Passage provided =>
══════════

On app.close() the transport stops accepting newly delivered messages, drains the messages (and batches) already in flight so no handler is interrupted mid-message, then disconnects every consumer. Enable Nest's shutdown hooks (app.enableShutdownHooks()) for it to run on SIGTERM/SIGINT.

Testing without a broker

Use KafkaTestModule in place of KafkaModule to run the whole transport — producer service, the @KafkaConsumer pipeline, batch consumption, transactions, graceful shutdown — against an in-memory InMemoryKafkaBroker. No real broker, no native librdkafka, no KAFKA_BROKERS env required:

import { Test } from '@nestjs/testing';
import {
  InMemoryKafkaBroker,
  KAFKA_TEST_BROKER,
  KafkaTestModule,
} from '@nest-native/kafka/testing';

const moduleRef = await Test.createTestingModule({
  imports: [KafkaTestModule.forRoot(), OrdersModule],
}).compile();
await moduleRef.init(); // fires onApplicationBootstrap; consumers subscribe

const broker = moduleRef.get<InMemoryKafkaBroker>(KAFKA_TEST_BROKER);

// Inject a message straight to a consumer...
await broker.emit('orders.placed', { value: JSON.stringify({ id: '1' }) });
// ...wait for every in-flight handler pipeline to settle — including follow-up
// messages handlers produced (audit/DLQ cascades) — instead of sleeping...
await broker.idle();
// ...and assert on what the broker recorded:
expect(broker.getSentTo('orders.placed')).toHaveLength(1);

await moduleRef.close();

KafkaTestModule.forRoot(options?) / forRootAsync(options?) accept the same options as KafkaModule (minus driverFactory, which is fixed to the in-memory broker) and a broker option to reuse an existing InMemoryKafkaBroker. Inject the broker with the KAFKA_TEST_BROKER token or @InjectKafkaTestBroker().

══════════

Extracted material =>
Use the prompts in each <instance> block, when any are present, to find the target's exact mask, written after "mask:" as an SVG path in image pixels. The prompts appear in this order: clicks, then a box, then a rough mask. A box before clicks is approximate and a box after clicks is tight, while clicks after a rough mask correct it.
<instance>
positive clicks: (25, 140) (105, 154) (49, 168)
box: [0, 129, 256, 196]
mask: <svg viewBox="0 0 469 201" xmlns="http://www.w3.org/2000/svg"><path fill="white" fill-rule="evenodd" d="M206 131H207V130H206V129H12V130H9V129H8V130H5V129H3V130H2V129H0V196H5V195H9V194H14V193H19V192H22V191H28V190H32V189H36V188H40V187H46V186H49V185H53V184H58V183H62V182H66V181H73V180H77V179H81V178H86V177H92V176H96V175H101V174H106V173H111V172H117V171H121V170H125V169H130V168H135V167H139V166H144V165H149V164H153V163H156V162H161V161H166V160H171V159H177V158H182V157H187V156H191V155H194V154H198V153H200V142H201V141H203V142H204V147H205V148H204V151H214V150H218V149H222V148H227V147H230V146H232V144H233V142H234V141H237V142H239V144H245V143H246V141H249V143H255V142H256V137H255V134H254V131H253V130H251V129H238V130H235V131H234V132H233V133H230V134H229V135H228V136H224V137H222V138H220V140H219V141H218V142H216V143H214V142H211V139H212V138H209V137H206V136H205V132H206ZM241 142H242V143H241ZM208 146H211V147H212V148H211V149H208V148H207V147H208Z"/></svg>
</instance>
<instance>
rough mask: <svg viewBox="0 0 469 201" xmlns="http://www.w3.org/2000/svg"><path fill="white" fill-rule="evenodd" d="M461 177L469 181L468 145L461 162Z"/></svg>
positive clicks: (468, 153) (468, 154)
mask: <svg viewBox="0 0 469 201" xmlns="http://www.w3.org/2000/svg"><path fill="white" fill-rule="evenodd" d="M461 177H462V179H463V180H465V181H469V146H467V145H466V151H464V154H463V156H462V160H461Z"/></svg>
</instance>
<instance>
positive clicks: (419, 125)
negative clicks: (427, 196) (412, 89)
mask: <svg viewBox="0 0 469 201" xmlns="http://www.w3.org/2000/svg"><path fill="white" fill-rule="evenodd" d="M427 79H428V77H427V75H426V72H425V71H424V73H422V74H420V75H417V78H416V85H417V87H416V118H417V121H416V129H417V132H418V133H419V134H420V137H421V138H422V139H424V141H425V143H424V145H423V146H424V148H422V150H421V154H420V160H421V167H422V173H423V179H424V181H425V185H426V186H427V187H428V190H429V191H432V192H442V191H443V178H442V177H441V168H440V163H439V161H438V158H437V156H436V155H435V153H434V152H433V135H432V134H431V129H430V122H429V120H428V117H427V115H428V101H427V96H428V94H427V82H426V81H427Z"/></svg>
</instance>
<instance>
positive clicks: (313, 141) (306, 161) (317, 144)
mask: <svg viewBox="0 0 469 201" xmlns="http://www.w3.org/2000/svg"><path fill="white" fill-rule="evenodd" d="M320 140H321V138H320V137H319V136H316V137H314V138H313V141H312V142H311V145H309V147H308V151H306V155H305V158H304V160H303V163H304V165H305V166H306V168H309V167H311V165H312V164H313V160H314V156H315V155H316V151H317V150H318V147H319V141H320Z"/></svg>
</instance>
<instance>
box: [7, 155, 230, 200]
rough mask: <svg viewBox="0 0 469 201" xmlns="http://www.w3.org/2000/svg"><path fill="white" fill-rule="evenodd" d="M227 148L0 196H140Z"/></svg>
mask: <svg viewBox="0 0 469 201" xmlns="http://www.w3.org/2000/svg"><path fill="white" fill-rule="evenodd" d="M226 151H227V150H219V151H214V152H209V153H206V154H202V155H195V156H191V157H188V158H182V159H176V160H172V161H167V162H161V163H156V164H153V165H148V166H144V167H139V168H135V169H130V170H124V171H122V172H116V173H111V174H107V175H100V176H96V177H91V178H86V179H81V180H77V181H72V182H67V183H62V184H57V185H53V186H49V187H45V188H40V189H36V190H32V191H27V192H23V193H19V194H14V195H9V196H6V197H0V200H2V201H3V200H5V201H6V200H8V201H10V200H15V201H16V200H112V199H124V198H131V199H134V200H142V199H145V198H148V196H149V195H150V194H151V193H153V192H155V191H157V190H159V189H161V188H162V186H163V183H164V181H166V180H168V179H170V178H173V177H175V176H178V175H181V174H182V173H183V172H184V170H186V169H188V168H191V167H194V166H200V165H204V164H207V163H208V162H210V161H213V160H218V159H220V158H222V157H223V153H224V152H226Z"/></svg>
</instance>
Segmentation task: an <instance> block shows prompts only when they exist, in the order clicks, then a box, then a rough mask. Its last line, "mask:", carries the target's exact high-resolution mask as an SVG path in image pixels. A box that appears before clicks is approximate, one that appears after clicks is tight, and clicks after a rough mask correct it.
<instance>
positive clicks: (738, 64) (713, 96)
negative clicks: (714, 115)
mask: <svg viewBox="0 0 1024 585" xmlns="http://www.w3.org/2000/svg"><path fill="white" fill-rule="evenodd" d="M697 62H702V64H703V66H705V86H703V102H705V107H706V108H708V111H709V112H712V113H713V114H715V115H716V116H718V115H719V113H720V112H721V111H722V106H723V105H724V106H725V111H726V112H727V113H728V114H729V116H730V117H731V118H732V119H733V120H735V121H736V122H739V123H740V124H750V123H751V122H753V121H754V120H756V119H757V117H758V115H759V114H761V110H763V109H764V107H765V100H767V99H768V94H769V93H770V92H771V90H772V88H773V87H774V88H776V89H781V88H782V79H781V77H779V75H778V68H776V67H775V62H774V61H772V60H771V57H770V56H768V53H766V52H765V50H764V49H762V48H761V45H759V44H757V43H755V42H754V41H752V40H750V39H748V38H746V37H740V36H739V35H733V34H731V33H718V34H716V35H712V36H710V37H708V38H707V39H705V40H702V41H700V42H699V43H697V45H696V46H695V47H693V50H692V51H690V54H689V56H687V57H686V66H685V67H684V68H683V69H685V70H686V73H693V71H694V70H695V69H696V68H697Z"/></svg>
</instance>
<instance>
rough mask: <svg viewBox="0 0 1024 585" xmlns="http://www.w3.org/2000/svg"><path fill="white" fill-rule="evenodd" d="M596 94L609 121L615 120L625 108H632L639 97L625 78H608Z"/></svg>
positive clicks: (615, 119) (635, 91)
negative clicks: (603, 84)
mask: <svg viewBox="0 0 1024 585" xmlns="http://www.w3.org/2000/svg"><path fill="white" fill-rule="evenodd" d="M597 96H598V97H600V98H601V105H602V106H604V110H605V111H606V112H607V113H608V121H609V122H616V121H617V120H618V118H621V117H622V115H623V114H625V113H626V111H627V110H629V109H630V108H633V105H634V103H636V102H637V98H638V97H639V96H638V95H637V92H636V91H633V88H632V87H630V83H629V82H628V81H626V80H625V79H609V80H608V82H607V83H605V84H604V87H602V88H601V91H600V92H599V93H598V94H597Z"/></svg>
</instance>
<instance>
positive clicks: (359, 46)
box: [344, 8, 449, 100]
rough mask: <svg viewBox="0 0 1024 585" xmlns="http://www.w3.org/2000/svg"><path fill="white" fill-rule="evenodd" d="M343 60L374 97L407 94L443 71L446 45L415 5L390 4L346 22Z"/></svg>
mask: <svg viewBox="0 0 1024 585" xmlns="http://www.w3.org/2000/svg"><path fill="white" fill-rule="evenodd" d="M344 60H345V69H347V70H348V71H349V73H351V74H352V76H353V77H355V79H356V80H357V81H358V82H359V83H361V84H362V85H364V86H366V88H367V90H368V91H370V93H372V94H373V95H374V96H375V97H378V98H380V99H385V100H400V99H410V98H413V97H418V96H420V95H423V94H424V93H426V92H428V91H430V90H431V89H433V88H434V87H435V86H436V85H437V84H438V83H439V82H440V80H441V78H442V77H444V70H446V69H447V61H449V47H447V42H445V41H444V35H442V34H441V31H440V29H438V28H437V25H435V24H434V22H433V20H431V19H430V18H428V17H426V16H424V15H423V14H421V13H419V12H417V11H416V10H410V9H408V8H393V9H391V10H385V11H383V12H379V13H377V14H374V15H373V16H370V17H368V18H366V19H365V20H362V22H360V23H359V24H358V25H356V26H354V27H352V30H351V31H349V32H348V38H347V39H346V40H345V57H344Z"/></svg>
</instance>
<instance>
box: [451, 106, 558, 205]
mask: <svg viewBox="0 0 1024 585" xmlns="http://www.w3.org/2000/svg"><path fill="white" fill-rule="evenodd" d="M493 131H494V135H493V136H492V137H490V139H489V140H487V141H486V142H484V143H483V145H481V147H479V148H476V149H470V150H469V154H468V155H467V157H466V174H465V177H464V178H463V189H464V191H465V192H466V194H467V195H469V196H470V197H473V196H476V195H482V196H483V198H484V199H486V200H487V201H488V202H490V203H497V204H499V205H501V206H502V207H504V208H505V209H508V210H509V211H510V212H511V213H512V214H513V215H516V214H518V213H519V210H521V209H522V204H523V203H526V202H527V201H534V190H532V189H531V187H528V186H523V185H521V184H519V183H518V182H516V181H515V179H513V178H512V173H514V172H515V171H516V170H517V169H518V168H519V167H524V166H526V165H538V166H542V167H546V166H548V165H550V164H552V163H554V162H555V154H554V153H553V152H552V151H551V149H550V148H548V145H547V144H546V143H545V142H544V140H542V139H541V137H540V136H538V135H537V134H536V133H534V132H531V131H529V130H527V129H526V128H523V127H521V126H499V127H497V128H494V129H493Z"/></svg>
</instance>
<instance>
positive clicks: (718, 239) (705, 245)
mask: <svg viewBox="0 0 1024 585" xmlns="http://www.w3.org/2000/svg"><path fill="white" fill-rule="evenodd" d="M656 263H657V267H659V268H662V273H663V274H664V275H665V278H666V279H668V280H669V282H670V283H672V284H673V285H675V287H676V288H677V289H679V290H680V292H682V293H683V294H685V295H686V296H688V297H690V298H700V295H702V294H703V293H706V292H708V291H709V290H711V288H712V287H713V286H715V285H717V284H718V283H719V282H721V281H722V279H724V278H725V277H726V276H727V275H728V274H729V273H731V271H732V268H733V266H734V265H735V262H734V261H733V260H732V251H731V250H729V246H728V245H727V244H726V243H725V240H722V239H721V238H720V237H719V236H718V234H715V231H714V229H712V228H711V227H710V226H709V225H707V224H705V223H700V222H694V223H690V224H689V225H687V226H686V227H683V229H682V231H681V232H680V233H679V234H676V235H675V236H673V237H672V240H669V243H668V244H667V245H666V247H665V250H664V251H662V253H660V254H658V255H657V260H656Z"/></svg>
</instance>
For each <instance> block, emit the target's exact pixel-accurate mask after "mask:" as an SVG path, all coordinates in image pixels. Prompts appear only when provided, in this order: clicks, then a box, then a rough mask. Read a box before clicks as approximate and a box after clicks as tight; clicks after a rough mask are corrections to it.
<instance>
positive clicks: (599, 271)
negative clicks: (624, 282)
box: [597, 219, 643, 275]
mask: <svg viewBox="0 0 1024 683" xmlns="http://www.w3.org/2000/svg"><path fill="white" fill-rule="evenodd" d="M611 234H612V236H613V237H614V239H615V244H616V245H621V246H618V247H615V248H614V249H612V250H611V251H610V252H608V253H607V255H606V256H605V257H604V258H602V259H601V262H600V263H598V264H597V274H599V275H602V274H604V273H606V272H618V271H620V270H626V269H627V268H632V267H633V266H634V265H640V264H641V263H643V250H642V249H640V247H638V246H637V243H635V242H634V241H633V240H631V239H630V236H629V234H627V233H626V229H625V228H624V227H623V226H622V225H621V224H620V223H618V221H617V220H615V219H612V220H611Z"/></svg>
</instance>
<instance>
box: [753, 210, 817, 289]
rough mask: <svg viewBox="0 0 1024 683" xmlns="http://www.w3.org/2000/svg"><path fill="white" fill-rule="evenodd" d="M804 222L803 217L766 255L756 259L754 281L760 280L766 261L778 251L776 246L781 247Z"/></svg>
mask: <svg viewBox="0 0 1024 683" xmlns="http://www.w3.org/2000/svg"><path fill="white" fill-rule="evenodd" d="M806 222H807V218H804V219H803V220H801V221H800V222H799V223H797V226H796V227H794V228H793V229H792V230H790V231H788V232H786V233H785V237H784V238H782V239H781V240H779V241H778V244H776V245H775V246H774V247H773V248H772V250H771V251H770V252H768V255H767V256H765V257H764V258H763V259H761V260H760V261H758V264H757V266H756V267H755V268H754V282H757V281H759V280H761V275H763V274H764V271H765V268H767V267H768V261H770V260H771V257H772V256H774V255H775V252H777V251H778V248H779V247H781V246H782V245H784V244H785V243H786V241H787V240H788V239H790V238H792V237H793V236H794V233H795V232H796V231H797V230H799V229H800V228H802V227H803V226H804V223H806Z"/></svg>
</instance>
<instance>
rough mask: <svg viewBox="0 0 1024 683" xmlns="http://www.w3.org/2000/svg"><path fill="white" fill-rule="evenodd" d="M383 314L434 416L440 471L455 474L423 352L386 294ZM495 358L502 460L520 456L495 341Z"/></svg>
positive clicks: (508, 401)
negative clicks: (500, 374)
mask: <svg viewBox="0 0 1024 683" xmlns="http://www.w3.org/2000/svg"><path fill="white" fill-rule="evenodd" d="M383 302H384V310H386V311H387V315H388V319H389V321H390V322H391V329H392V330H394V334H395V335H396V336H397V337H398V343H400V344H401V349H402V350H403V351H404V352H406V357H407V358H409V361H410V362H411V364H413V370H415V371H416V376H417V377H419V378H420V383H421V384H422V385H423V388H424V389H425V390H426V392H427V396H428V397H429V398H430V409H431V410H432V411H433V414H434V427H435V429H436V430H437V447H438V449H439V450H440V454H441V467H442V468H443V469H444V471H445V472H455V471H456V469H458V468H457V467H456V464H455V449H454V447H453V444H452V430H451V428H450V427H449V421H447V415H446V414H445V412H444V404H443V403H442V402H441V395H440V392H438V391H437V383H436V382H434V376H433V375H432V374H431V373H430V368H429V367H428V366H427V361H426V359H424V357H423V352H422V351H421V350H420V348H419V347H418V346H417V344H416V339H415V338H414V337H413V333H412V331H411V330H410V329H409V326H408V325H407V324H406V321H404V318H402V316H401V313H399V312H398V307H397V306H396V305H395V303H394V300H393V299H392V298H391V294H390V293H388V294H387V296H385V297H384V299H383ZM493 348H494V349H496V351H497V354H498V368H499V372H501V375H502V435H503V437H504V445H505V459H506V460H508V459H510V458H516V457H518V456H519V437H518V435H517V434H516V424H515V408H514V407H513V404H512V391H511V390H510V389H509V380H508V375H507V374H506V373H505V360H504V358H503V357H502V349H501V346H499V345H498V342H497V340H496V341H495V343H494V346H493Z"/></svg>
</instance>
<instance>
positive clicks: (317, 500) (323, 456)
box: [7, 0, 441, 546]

══════════

The passage on the Kafka transport names the parts of the transport that KafkaTestModule runs against the in-memory broker. List all of them.

Result =>
- producer service
- the @KafkaConsumer pipeline
- batch consumption
- transactions
- graceful shutdown